* What is required
What you output should match the data below exactly.

* Data section
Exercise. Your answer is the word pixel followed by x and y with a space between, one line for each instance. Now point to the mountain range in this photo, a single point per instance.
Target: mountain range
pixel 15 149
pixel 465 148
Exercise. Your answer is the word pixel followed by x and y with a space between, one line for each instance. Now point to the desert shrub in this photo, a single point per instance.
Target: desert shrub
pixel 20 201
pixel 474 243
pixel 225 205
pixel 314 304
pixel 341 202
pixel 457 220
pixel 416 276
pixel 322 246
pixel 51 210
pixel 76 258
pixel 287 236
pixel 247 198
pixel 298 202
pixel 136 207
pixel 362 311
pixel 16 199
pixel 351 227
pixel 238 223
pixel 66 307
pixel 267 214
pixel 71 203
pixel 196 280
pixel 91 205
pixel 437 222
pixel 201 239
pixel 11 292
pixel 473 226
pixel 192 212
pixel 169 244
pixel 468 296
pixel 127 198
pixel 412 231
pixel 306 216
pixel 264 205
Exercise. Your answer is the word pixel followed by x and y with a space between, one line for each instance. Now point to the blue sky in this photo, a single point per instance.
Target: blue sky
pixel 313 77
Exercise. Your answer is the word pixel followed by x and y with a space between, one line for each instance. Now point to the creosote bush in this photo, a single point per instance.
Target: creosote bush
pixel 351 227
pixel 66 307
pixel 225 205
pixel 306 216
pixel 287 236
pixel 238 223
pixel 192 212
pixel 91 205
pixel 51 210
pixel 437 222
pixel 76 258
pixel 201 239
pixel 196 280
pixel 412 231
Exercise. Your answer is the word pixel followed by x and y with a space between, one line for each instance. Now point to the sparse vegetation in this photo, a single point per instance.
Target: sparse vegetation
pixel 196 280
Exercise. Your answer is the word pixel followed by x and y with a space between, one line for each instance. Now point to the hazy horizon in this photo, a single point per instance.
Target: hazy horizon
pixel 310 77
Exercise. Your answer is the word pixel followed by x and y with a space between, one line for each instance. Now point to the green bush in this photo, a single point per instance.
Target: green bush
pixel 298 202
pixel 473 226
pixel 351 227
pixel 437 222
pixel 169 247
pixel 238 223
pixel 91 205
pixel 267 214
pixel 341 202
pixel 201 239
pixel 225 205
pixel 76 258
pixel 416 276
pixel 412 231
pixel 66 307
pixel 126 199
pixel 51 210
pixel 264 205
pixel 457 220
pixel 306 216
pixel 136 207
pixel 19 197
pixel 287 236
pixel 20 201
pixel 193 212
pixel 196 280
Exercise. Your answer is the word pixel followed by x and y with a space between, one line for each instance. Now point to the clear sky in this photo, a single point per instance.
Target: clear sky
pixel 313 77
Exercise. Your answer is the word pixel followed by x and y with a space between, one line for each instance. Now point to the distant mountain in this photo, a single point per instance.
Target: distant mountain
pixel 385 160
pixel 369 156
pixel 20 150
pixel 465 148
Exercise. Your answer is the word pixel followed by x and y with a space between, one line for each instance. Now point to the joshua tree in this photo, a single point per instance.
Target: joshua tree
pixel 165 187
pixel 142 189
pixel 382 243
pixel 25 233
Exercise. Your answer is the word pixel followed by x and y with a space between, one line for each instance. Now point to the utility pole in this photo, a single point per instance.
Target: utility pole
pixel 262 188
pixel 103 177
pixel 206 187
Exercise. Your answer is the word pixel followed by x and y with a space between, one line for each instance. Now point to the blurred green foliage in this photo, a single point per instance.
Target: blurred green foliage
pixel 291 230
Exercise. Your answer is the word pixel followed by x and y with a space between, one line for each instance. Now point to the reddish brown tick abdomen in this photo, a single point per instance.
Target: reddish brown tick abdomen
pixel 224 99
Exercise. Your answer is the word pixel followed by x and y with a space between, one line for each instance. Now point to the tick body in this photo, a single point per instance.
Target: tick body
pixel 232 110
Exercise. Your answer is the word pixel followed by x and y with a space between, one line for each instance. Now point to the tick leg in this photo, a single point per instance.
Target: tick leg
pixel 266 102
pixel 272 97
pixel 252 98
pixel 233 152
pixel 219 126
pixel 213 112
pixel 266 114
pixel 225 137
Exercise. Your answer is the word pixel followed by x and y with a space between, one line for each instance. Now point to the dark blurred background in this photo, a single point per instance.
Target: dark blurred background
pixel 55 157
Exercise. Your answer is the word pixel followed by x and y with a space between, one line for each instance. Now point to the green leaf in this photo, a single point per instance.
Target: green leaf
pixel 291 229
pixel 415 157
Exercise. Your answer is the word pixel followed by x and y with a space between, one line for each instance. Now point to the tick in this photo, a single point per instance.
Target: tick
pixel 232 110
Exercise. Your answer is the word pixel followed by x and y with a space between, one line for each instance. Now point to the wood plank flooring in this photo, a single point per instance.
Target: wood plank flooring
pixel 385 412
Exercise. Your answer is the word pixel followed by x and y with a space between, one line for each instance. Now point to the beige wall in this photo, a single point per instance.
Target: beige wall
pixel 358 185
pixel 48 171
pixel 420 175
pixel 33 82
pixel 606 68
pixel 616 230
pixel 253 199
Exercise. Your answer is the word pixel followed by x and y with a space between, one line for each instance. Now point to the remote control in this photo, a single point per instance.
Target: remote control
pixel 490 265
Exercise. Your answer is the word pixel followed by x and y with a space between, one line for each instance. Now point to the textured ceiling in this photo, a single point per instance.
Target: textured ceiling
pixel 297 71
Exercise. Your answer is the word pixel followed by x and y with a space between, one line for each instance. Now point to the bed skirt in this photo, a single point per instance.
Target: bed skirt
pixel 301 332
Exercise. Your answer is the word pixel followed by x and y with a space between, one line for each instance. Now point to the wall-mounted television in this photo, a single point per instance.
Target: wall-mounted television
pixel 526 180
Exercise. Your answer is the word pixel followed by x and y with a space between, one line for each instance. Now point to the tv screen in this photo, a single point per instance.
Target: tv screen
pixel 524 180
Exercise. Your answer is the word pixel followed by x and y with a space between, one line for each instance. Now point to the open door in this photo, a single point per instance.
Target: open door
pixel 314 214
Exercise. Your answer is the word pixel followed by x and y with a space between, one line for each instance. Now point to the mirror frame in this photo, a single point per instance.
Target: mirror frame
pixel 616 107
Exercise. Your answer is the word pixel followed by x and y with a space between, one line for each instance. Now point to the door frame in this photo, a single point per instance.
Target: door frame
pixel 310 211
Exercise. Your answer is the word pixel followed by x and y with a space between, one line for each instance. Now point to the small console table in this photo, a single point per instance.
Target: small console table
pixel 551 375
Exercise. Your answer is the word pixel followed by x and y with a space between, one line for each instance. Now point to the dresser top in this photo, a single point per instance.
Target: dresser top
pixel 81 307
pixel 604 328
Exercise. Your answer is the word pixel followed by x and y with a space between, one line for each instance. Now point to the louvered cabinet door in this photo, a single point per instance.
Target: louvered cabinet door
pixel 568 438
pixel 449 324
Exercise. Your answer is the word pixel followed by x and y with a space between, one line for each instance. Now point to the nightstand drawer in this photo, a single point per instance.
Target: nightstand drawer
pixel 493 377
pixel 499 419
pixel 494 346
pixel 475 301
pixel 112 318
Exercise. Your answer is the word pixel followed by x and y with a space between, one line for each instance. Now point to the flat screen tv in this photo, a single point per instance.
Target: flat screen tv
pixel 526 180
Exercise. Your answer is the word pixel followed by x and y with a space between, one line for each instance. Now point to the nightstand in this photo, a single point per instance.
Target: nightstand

* Expected answer
Exercise. Your answer is the word pixel followed by x and y with a space between, one line for each instance. Now point to the mountain range in this photo, a single point per instance.
Target: mountain range
pixel 15 149
pixel 465 148
Exercise. Your answer is the word pixel followed by x and y with a space between, one line for each instance. Now point to the desert shrub in this photo, a single point per instance.
Target: desert shrub
pixel 20 201
pixel 474 243
pixel 225 205
pixel 314 304
pixel 341 202
pixel 457 220
pixel 416 276
pixel 322 246
pixel 51 210
pixel 76 258
pixel 287 236
pixel 247 198
pixel 298 202
pixel 136 207
pixel 362 311
pixel 16 199
pixel 351 227
pixel 238 223
pixel 66 307
pixel 267 214
pixel 71 203
pixel 196 280
pixel 91 205
pixel 437 222
pixel 201 239
pixel 11 292
pixel 473 226
pixel 192 212
pixel 169 244
pixel 468 296
pixel 127 198
pixel 412 231
pixel 306 216
pixel 264 205
Exercise. Your answer is the word pixel followed by x and y with a space between, one line for each instance. Now point to the blue sky in this photo, a single point per instance.
Target: blue sky
pixel 313 77
Exercise. Your answer is the word pixel followed by x and y with a space between, one line for each instance. Now point to the creosote bush in this photo, a single point per instance.
Target: creosote bush
pixel 351 227
pixel 66 307
pixel 225 205
pixel 306 216
pixel 287 236
pixel 238 223
pixel 192 212
pixel 91 205
pixel 51 210
pixel 437 222
pixel 76 258
pixel 201 239
pixel 196 280
pixel 412 231
Exercise. Your answer is the word pixel followed by x and y with a space between, one line for each instance. Now point to the sparse vegetation in this photo, a single point per instance.
Target: sparse vegetation
pixel 196 280
Exercise. Your answer is the word pixel followed by x and y with a space between, one line for each instance. Now point to the hazy horizon in this photo, a single point per instance.
Target: hazy horizon
pixel 310 77
Exercise. Your answer is the word pixel followed by x and y with a space between, one line for each instance. Now point to the green bush in this photo, a single point per instance.
Target: green bush
pixel 298 202
pixel 473 226
pixel 351 227
pixel 437 222
pixel 169 247
pixel 238 223
pixel 91 205
pixel 267 214
pixel 341 202
pixel 201 239
pixel 225 205
pixel 76 258
pixel 416 276
pixel 412 231
pixel 66 307
pixel 126 199
pixel 51 210
pixel 264 205
pixel 457 220
pixel 306 216
pixel 136 207
pixel 19 197
pixel 287 236
pixel 20 201
pixel 193 212
pixel 196 280
Exercise. Your answer is the word pixel followed by x and y with a space between, one line for each instance. Now point to the clear sky in this photo, a single point per instance.
Target: clear sky
pixel 313 77
Exercise. Your answer is the word pixel followed by x and y with a space between, one line for each instance. Now point to the distant mountain in this photo, a single point per instance.
Target: distant mountain
pixel 385 160
pixel 369 156
pixel 20 150
pixel 465 148
Exercise. Your answer is the word pixel followed by x and y with a space between, one line for each instance. Now point to the joshua tree in this photo, a single point per instance.
Target: joshua tree
pixel 165 187
pixel 142 189
pixel 382 243
pixel 25 233
Exercise. Your answer is the word pixel followed by x and y with a space between, one line for each instance. Now point to the utility pole in this photo, a single point per instance.
Target: utility pole
pixel 262 188
pixel 103 177
pixel 206 187
Exercise. Your answer is the word pixel followed by x and y with a space between, one line for each instance. Now point to the blurred green foliage in this photo, a single point per instance.
Target: blurred green foliage
pixel 291 230
Exercise. Your answer is the word pixel followed by x and y with a space between, one line for each instance. Now point to the reddish brown tick abdomen in this photo, a single point per instance.
Target: reddish brown tick abdomen
pixel 224 99
Exercise. Your answer is the word pixel followed by x and y with a space between, one line for each instance. Now point to the tick body in this photo, a single point per instance.
Target: tick body
pixel 232 110
Exercise. Your answer is the word pixel followed by x and y with a space between, one line for each instance. Now point to the tick leg in this photo, a single point per instance.
Target: tick leg
pixel 266 102
pixel 272 97
pixel 252 98
pixel 233 152
pixel 219 126
pixel 213 112
pixel 266 114
pixel 225 137
Exercise. Your answer is the word pixel followed by x and y with a space between, one line for each instance. Now point to the dark blurred background in this photo, a single point per instance.
Target: dark blurred background
pixel 55 157
Exercise. Your answer is the word pixel followed by x and y with a space between, one line for each instance. Now point to the green leaf in this photo, a single point per instance.
Target: green leaf
pixel 291 229
pixel 415 157
Exercise. Your answer is the word pixel followed by x and y with a space between, one line for each instance. Now point to the tick in this photo, a single point per instance.
Target: tick
pixel 232 110
Exercise. Your answer is the word pixel followed by x and y with a space between, one line for each instance. Now point to the wood plank flooring in this photo, a single point per instance.
Target: wood plank flooring
pixel 385 412
Exercise. Your answer is the word pixel followed by x and y with a space between, one line for each instance. Now point to the beige wall in this photo, a single point per instance.
Target: beige wall
pixel 358 185
pixel 48 171
pixel 420 175
pixel 33 82
pixel 606 68
pixel 616 230
pixel 253 199
Exercise. Your answer is the word pixel followed by x and y with a space between, one line for each instance. Now point to the remote control in this photo, a single point per instance.
Target: remote control
pixel 490 265
Exercise. Your answer is the word pixel followed by x and y with a space between, one line for each instance. Now point to the textured ceiling in this photo, a single point per instance.
Target: textured ceiling
pixel 297 71
Exercise. Your answer is the word pixel followed by x and y with a space between, one line for each instance. Now point to the bed skirt in this photo, a single point per instance.
Target: bed skirt
pixel 301 332
Exercise. Your answer is the word pixel followed by x and y with a space between, one line for each instance. Now point to the wall-mounted television in this photo, a single point per instance.
Target: wall-mounted television
pixel 526 180
Exercise. Your answer is the word pixel followed by x and y with a space between, one line for each instance. Now point to the tv screen in this photo, a single point per instance.
Target: tv screen
pixel 524 180
Exercise. Your answer is the word pixel followed by x and y with a space between, one line for each instance. Now point to the open door in this photo, a single point per instance.
Target: open door
pixel 314 214
Exercise. Your answer is the word pixel followed by x and y with a space between, one line for each instance. Now point to the mirror frame in this photo, a single point per instance.
Target: mirror frame
pixel 616 107
Exercise. Your answer is the word pixel followed by x and y with a space between, one line for each instance. Now point to the door frame in this photo, a single point per instance.
Target: door frame
pixel 310 211
Exercise. Your answer is the word pixel followed by x and y with a space between, one line for each instance. Now point to the small console table in this photo, a single point per instance.
Target: small console table
pixel 551 375
Exercise. Your answer is the word pixel followed by x and y with a space between, one line for each instance. Now point to the dresser top in this photo, a single point per instance.
Target: dresser top
pixel 81 307
pixel 604 328
Exercise. Your answer is the word pixel followed by x and y with a space between, one line for each instance. Now point to the louvered cabinet door in this photo, a single point per instance.
Target: louvered cabinet door
pixel 568 438
pixel 449 324
Exercise. Your answer is the word pixel followed by x and y with a space between, one line for each instance. Now point to the nightstand drawer in this photo, a single point per instance.
Target: nightstand drawer
pixel 493 377
pixel 499 419
pixel 494 346
pixel 475 301
pixel 112 318
Exercise. Your answer is the word pixel followed by x and y with a space between, one line for each instance. Now point to the flat screen tv in this photo, a single point per instance.
Target: flat screen tv
pixel 526 180
Exercise. Your answer is the word pixel followed by x and y with a space between, one line for each instance. Now point to the nightstand in this photo, a single point per instance.
Target: nightstand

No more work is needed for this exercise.